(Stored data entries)
========================

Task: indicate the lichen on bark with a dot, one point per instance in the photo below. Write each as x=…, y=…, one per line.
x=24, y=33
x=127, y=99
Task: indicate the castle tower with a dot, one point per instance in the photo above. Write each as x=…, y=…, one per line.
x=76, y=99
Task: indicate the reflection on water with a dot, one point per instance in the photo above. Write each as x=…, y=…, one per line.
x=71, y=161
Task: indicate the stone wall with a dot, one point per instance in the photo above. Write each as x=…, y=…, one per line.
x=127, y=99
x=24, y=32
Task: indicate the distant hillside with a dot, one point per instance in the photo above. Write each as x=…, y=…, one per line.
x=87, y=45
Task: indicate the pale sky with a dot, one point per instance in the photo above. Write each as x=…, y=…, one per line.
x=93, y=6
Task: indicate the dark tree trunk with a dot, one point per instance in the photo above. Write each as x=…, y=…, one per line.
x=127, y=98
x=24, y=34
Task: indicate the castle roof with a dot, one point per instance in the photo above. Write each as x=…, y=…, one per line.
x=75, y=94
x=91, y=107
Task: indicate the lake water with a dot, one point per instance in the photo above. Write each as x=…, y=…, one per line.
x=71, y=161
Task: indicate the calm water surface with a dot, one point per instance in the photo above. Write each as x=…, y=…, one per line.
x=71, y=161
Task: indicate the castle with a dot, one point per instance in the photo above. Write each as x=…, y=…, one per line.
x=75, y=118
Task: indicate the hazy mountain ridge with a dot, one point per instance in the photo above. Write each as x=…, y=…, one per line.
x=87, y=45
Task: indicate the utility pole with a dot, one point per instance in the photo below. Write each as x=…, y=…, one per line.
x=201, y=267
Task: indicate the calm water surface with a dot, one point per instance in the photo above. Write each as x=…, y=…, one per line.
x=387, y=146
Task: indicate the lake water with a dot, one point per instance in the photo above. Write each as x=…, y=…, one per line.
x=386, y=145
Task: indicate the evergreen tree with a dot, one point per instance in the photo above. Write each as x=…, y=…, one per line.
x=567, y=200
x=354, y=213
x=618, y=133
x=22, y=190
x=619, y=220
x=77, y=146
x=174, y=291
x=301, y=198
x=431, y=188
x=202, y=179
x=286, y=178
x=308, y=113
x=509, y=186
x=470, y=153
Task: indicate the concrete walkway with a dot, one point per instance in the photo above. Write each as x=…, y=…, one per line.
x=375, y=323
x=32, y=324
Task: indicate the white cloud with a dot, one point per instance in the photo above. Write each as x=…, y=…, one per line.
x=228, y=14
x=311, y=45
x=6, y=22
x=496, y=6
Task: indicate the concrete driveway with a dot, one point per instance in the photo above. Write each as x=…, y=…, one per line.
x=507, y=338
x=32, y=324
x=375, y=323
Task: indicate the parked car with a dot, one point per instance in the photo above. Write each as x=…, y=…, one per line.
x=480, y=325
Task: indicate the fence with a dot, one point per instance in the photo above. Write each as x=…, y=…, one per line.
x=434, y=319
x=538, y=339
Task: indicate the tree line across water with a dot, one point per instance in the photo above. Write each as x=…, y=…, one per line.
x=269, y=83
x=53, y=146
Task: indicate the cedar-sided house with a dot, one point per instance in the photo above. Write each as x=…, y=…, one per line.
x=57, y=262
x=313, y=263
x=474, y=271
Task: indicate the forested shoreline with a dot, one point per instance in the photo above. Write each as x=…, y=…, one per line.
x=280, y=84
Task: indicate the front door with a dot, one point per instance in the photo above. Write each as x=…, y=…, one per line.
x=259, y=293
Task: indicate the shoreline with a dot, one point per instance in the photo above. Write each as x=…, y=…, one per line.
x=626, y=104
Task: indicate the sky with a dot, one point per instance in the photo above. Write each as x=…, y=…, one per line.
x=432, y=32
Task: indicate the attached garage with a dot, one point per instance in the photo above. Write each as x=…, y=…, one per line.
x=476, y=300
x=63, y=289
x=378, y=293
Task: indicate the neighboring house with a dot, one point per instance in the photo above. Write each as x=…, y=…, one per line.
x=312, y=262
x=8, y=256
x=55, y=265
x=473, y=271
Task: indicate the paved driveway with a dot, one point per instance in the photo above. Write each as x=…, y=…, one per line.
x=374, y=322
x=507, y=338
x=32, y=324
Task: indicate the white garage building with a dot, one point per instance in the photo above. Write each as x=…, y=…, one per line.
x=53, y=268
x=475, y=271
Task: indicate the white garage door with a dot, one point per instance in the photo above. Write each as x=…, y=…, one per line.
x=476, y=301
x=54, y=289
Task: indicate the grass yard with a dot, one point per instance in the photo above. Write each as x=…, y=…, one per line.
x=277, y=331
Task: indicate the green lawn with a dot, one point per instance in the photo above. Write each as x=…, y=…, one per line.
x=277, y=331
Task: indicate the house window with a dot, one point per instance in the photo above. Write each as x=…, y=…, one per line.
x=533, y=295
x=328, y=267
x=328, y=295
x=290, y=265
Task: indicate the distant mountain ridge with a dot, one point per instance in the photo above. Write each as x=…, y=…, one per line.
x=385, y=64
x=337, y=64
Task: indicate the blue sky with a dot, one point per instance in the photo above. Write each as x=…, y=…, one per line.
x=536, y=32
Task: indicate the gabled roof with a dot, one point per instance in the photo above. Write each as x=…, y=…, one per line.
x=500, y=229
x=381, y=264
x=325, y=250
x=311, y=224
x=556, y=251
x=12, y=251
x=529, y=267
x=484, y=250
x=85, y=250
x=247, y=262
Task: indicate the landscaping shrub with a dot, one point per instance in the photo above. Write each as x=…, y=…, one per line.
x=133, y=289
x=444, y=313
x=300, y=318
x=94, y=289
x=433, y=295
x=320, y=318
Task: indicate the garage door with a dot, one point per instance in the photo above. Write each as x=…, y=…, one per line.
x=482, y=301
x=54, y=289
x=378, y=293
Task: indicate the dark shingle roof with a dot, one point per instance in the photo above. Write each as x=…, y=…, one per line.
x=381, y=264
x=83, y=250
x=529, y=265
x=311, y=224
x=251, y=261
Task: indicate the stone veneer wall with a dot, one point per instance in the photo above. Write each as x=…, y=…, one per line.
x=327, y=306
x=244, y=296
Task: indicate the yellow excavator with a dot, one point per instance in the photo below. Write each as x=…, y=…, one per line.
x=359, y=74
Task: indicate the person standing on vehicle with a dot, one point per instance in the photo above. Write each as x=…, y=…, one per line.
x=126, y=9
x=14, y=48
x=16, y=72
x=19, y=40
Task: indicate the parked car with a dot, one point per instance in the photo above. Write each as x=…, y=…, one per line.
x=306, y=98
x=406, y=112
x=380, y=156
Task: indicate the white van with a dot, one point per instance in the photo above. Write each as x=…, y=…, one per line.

========================

▸ WHAT IS NEEDED:
Exactly as written above, please repeat the entries.

▸ TASK ANSWER:
Task: indicate the lichen on bark with a dot, one point per instance in the photo below. Write each as x=…, y=…, one per line.
x=24, y=33
x=127, y=99
Task: indicate the castle tower with a dot, one point per instance in the photo above. Write each as x=…, y=…, one per line.
x=76, y=99
Task: indicate the reflection on water with a dot, one point per instance in the photo above. Write each as x=…, y=…, one per line.
x=71, y=161
Task: indicate the stone wall with a dot, one point per instance in the photo above. Write each as x=…, y=…, one per line.
x=127, y=99
x=24, y=32
Task: indicate the distant hillside with a dot, one point per instance in the photo above. Write each as x=…, y=…, one per line.
x=87, y=45
Task: indicate the pale sky with a dot, one point per instance in the photo above. Write each as x=…, y=…, one per line.
x=93, y=6
Task: indicate the dark tree trunk with a dot, one point per instance in the photo above. Write each as x=…, y=…, one per line.
x=127, y=98
x=24, y=34
Task: indicate the castle roof with a dot, one point per instance in the photo above. Write each as x=…, y=…, one per line.
x=75, y=94
x=91, y=107
Task: indicate the lake water with a dot, one point per instance in the photo above. Write each as x=…, y=…, one per line.
x=71, y=161
Task: indicate the calm water surface with a dot, one point per instance in the photo above. Write each as x=…, y=…, one per line.
x=71, y=161
Task: indicate the castle with a dot, one point per instance in the photo above. Write each as x=…, y=…, one per line.
x=75, y=118
Task: indicate the hazy mountain ridge with a dot, one point per instance in the photo above. Write each as x=…, y=…, one per line.
x=87, y=45
Task: indicate the utility pole with a dot, one point per instance in the photo below. Write each as x=…, y=…, one per line.
x=201, y=267
Task: indicate the calm water surface with a dot, one point per instance in the photo above. Write each as x=…, y=…, one per line.
x=387, y=146
Task: indicate the lake water with a dot, one point per instance in the photo above. Write each as x=…, y=…, one per line.
x=386, y=145
Task: indicate the evergreen tree with a dot, one point per instance in the photo above. Write each as x=…, y=…, one per line.
x=567, y=200
x=354, y=213
x=618, y=133
x=22, y=190
x=619, y=220
x=77, y=146
x=174, y=291
x=301, y=198
x=431, y=188
x=202, y=179
x=286, y=178
x=308, y=113
x=509, y=186
x=470, y=153
Task: indicate the concrete walkway with a dot, one point per instance in the photo above. Write each as x=…, y=…, one per line.
x=375, y=323
x=32, y=324
Task: indicate the white cloud with a dot, one point per instance in the photo above. Write each as x=…, y=…, one per line.
x=228, y=14
x=311, y=45
x=6, y=22
x=496, y=6
Task: indicate the concrete driveway with a dot, one point per instance in the photo above. Write each as x=…, y=…, one per line.
x=507, y=338
x=32, y=324
x=375, y=323
Task: indicate the parked car with a dot, one point per instance in the photo above. Write each as x=…, y=…, one per line.
x=480, y=325
Task: indicate the fence with a dot, one point per instance in the photo above. Write each as x=…, y=…, one per line.
x=434, y=319
x=538, y=339
Task: indicate the tree line across water with a dot, one point per instance in the photo above. Write each as x=…, y=…, one per line.
x=269, y=83
x=53, y=146
Task: indicate the cedar-sided house with a dot, one point per instance in the photo above. Write each as x=…, y=…, one per line.
x=57, y=262
x=313, y=263
x=474, y=271
Task: indicate the forested shoreline with a dot, one point per instance in the photo above. Write each as x=…, y=…, one per line.
x=280, y=84
Task: indicate the front door with a dot, one point per instance in the photo above. Write each as x=…, y=…, one per line.
x=259, y=293
Task: indicate the shoreline with a dot, one point per instance in the photo above. Write each as x=…, y=…, one per line.
x=626, y=104
Task: indicate the sky with a dot, one point per instance in the photo above. Write each as x=…, y=…, one per line.
x=432, y=32
Task: indicate the attached garage with a dot, one point per instance in the photo above. Write each as x=…, y=…, one per line.
x=476, y=300
x=63, y=289
x=378, y=293
Task: indicate the neighboring house with a dot, one point per instance in the photo above. Write each as x=…, y=…, one per line.
x=312, y=262
x=8, y=256
x=55, y=265
x=473, y=271
Task: indicate the paved driveway with a dot, one point per instance in the photo above. Write each as x=…, y=…, one per line.
x=374, y=322
x=507, y=338
x=32, y=324
Task: indicate the white garage building with a dot, one point per instance in the photo above. Write each as x=…, y=…, one per line.
x=53, y=268
x=475, y=271
Task: indicate the white garage door with a dot, one point per instance in the photo above. Write each as x=…, y=…, one per line.
x=476, y=301
x=54, y=289
Task: indicate the grass yard with a dot, one point per instance in the photo above. Write each as x=…, y=…, one per line.
x=277, y=331
Task: indicate the green lawn with a dot, one point per instance in the photo above. Write each as x=…, y=…, one per line.
x=277, y=331
Task: indicate the house window with a dot, one point per instance in the photo above. Write each as x=…, y=…, one per line.
x=533, y=295
x=328, y=267
x=328, y=295
x=290, y=265
Task: indicate the distant mountain ridge with a dot, one point per instance in the photo above. Write each as x=…, y=…, one per line.
x=385, y=64
x=337, y=64
Task: indicate the blue sky with a dot, one point per instance in the photo above. Write each as x=…, y=…, one per line.
x=536, y=32
Task: indicate the gabled roof with a dot, one point per instance in the photo above. Write each as x=…, y=…, one per line.
x=500, y=229
x=381, y=264
x=325, y=250
x=311, y=224
x=556, y=251
x=12, y=251
x=529, y=267
x=484, y=250
x=85, y=250
x=247, y=262
Task: indicate the landscaping shrub with a dot, one point per instance in the photo above. Write each as x=…, y=…, one per line.
x=133, y=289
x=444, y=313
x=300, y=318
x=94, y=289
x=433, y=295
x=320, y=318
Task: indicate the garage door with a dot, one point per instance in the photo above. Write each as x=…, y=…, one per line.
x=482, y=301
x=54, y=289
x=378, y=293
Task: indicate the dark shingle roof with a dot, one point per instance in the photo above. Write each as x=…, y=…, one per line.
x=381, y=264
x=83, y=250
x=529, y=265
x=311, y=224
x=251, y=261
Task: indicate the stone veneer wall with a dot, one point per instance in the photo above. Write each as x=…, y=…, one per line.
x=327, y=306
x=244, y=296
Task: indicate the yellow excavator with a dot, one point per instance in the photo below. Write each as x=…, y=…, one per line.
x=359, y=74
Task: indicate the person standing on vehicle with a dot, one point per instance in the photo above. Write each as x=…, y=…, one per line.
x=126, y=9
x=14, y=48
x=16, y=72
x=19, y=40
Task: indicate the parked car with a dot, one point per instance in the photo above. Write each as x=…, y=…, one per line.
x=306, y=98
x=406, y=112
x=380, y=156
Task: indicate the white van with a dot, one point per instance in the photo above. Write each as x=…, y=…, one per line.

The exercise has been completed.